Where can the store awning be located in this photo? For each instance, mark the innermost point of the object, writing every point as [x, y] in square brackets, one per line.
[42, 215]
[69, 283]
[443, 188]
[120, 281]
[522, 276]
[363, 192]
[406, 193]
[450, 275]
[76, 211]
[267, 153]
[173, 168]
########################################
# What the task requires
Write out the data a second time, exactly the same.

# Expected output
Where can the store awning be located in this photo? For each instance, mark the innermost point of the object, writing every point as [x, y] in square brackets, one per line.
[42, 215]
[69, 283]
[443, 188]
[120, 281]
[522, 276]
[363, 192]
[406, 193]
[450, 275]
[76, 211]
[267, 153]
[173, 168]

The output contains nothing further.